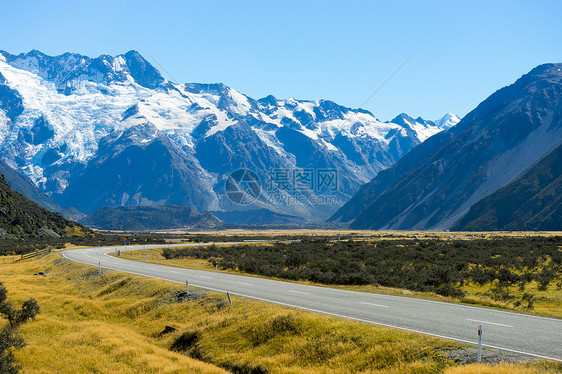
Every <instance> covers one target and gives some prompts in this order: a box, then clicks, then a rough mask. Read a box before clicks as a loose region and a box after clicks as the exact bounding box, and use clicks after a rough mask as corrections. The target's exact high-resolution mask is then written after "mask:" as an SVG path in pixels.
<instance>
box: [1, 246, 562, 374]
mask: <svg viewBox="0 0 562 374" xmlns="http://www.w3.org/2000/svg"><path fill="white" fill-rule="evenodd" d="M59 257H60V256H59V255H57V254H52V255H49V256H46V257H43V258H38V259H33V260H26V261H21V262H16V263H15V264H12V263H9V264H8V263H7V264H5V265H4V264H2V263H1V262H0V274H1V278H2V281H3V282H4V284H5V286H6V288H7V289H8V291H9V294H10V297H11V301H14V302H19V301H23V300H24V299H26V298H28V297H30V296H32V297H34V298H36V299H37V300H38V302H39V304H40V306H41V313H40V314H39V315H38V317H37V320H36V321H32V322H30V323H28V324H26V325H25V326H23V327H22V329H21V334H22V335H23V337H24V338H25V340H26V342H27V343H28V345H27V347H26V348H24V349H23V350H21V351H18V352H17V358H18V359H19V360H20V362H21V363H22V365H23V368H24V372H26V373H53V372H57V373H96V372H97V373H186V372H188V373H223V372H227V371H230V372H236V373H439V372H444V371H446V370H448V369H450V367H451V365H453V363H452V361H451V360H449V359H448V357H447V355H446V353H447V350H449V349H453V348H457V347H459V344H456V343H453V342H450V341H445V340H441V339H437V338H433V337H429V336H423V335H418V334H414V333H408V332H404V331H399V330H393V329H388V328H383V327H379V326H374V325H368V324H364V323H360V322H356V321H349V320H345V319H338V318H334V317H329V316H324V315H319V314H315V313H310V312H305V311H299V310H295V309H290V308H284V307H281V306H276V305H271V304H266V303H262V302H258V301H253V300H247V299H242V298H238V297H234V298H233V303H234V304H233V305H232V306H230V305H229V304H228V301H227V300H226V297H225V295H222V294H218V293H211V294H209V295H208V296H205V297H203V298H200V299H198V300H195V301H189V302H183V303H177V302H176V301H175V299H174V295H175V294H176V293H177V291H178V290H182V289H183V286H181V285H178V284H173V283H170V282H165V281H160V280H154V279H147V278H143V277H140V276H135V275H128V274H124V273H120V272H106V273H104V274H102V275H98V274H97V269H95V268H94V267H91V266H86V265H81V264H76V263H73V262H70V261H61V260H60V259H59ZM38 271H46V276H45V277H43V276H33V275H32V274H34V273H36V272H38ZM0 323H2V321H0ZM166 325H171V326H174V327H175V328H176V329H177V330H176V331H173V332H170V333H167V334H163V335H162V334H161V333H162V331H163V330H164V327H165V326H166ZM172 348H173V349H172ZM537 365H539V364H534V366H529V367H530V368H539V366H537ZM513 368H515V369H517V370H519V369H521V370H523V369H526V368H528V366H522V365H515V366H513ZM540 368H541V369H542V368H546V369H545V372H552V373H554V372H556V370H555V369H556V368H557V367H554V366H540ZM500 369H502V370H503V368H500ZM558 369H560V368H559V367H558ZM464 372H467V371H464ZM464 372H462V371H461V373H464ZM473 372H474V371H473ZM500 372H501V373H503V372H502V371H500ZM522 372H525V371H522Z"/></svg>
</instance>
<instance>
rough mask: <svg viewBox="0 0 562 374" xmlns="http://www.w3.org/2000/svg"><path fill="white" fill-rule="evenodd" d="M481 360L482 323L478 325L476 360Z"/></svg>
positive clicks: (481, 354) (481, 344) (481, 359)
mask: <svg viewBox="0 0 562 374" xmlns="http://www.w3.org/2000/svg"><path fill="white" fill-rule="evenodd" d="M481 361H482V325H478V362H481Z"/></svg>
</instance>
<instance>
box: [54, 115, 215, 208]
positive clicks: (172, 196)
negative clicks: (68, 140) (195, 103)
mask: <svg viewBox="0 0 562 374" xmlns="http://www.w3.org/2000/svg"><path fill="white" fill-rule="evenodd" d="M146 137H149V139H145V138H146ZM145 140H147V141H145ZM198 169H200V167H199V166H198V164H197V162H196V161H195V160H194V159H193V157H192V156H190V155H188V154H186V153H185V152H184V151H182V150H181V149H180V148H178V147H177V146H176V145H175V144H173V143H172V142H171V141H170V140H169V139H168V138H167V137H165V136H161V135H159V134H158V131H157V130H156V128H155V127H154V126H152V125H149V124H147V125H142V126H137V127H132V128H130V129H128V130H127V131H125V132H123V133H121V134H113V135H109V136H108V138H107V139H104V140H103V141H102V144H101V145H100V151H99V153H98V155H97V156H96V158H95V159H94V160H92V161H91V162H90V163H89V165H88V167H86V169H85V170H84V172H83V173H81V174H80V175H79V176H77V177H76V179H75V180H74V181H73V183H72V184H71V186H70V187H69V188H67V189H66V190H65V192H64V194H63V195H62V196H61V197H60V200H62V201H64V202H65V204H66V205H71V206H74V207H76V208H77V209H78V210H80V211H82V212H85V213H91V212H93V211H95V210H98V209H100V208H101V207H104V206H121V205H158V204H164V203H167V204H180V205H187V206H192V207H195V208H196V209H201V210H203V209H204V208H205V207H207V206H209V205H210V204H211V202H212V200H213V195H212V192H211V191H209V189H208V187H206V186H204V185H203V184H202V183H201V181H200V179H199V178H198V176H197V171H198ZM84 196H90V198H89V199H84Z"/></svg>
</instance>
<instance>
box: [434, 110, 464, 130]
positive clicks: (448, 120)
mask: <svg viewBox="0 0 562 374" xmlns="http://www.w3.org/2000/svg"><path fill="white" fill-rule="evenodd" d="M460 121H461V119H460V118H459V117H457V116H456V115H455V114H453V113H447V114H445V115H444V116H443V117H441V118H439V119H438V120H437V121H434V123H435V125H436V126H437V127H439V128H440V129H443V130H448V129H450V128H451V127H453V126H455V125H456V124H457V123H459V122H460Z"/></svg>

Your assignment: Set out every line of the rows above as a Markdown table with two columns, Number and Text. Skip blank lines and leave the pictures out.

Output of the exercise:
| Number | Text |
|---|---|
| 1 | Every <instance> covers one target and gives some prompts in this order: a box, then clicks, then a rough mask. Read a box before clicks as a loose region and a box after clicks as the exact bounding box, and use clicks after a rough mask as corrections. The target's exact high-resolution mask is then written after "mask:" as an SVG path in pixels. |
| 2 | <instance> |
| 3 | box: [1, 246, 562, 374] |
| 4 | mask: <svg viewBox="0 0 562 374" xmlns="http://www.w3.org/2000/svg"><path fill="white" fill-rule="evenodd" d="M59 257H60V256H59V255H57V254H52V255H49V256H46V257H43V258H38V259H33V260H26V261H21V262H16V263H15V264H12V263H9V264H8V263H7V264H5V265H4V264H2V263H1V262H0V274H1V278H2V281H3V282H4V284H5V286H6V288H7V289H8V291H9V294H10V297H11V301H14V302H19V301H23V300H24V299H26V298H28V297H30V296H32V297H34V298H36V299H37V300H38V302H39V304H40V306H41V313H40V314H39V315H38V317H37V320H36V321H32V322H30V323H28V324H26V325H25V326H23V327H22V329H21V334H22V335H23V337H24V338H25V340H26V342H27V343H28V345H27V347H26V348H24V349H23V350H21V351H18V352H17V358H18V359H19V360H20V362H21V363H22V365H23V368H24V372H26V373H53V372H57V373H96V372H97V373H186V372H188V373H223V372H227V371H230V372H236V373H439V372H444V371H446V370H448V369H450V367H451V365H453V363H452V361H451V360H449V359H448V357H447V355H446V353H447V350H449V349H453V348H457V347H459V344H456V343H453V342H450V341H445V340H441V339H437V338H433V337H429V336H423V335H418V334H414V333H408V332H404V331H399V330H393V329H388V328H383V327H379V326H374V325H368V324H364V323H360V322H356V321H349V320H345V319H338V318H334V317H329V316H324V315H319V314H315V313H310V312H305V311H299V310H295V309H290V308H284V307H281V306H276V305H271V304H266V303H262V302H258V301H253V300H247V299H242V298H238V297H234V298H233V303H234V304H233V305H232V306H230V305H229V304H228V301H227V300H226V297H225V295H222V294H218V293H211V294H209V295H208V296H205V297H203V298H200V299H198V300H195V301H189V302H183V303H177V302H176V301H175V299H174V295H175V294H176V293H177V291H178V290H182V289H183V286H181V285H178V284H173V283H170V282H165V281H160V280H154V279H147V278H143V277H140V276H135V275H128V274H124V273H120V272H106V273H104V274H102V275H98V274H97V269H95V268H94V267H91V266H86V265H81V264H76V263H73V262H70V261H61V260H60V259H59ZM38 271H46V276H45V277H43V276H33V275H32V274H34V273H36V272H38ZM0 323H2V321H0ZM166 325H171V326H174V327H175V328H176V329H177V330H176V331H173V332H170V333H167V334H163V335H162V334H161V333H162V331H163V330H164V327H165V326H166ZM172 348H173V349H172ZM537 365H539V364H534V366H529V367H530V368H539V366H537ZM513 368H515V369H517V370H519V369H521V370H523V369H526V368H528V366H522V365H515V366H513ZM540 368H541V369H542V368H546V369H545V372H552V373H554V372H556V370H555V369H556V368H557V367H554V366H540ZM500 369H502V370H503V368H500ZM558 369H560V368H559V367H558ZM464 372H467V371H464ZM464 372H462V371H461V373H464ZM473 372H474V371H473ZM500 372H501V373H503V372H502V371H500ZM522 372H525V371H522Z"/></svg> |
| 5 | </instance> |
| 6 | <instance> |
| 7 | rough mask: <svg viewBox="0 0 562 374" xmlns="http://www.w3.org/2000/svg"><path fill="white" fill-rule="evenodd" d="M481 360L482 323L478 325L476 360Z"/></svg> |
| 8 | positive clicks: (481, 354) (481, 344) (481, 359) |
| 9 | mask: <svg viewBox="0 0 562 374" xmlns="http://www.w3.org/2000/svg"><path fill="white" fill-rule="evenodd" d="M481 361H482V325H478V362H481Z"/></svg> |
| 10 | </instance> |
| 11 | <instance> |
| 12 | box: [54, 115, 215, 208] |
| 13 | positive clicks: (172, 196) |
| 14 | negative clicks: (68, 140) (195, 103) |
| 15 | mask: <svg viewBox="0 0 562 374" xmlns="http://www.w3.org/2000/svg"><path fill="white" fill-rule="evenodd" d="M146 137H149V139H145V138H146ZM145 140H147V141H145ZM198 169H200V167H199V166H198V164H197V162H196V161H195V160H194V159H193V157H192V156H190V155H188V154H186V153H185V152H184V151H182V150H181V149H180V148H178V147H177V146H176V145H175V144H173V143H172V142H171V141H170V140H169V139H168V138H167V137H165V136H161V135H159V134H158V131H157V130H156V128H155V127H154V126H152V125H149V124H147V125H142V126H137V127H132V128H130V129H128V130H127V131H125V132H123V133H121V134H113V135H109V136H108V138H107V139H104V140H103V141H102V144H101V145H100V151H99V153H98V155H97V156H96V158H95V159H94V160H92V161H91V162H90V163H89V165H88V167H86V169H85V170H84V172H83V173H81V174H80V175H79V176H77V177H76V179H75V180H74V181H73V183H72V184H71V186H70V187H69V188H67V189H66V190H65V192H64V194H63V195H62V196H61V197H60V200H62V201H64V202H65V204H66V205H71V206H74V207H76V208H77V209H78V210H80V211H82V212H85V213H91V212H93V211H95V210H98V209H100V208H101V207H104V206H121V205H158V204H164V203H167V204H180V205H187V206H192V207H195V208H196V209H201V210H203V209H204V208H205V207H207V206H209V205H210V204H211V202H212V200H213V195H212V192H211V191H209V189H208V187H206V186H204V185H203V184H202V183H201V181H200V179H199V178H198V176H197V171H198ZM84 196H90V198H89V199H84Z"/></svg> |
| 16 | </instance> |
| 17 | <instance> |
| 18 | box: [434, 110, 464, 130] |
| 19 | positive clicks: (448, 120) |
| 20 | mask: <svg viewBox="0 0 562 374" xmlns="http://www.w3.org/2000/svg"><path fill="white" fill-rule="evenodd" d="M460 121H461V119H460V118H459V117H457V116H456V115H455V114H453V113H447V114H445V115H444V116H443V117H441V118H439V119H438V120H437V121H434V123H435V125H436V126H437V127H439V128H440V129H443V130H448V129H450V128H451V127H453V126H455V125H456V124H457V123H459V122H460Z"/></svg> |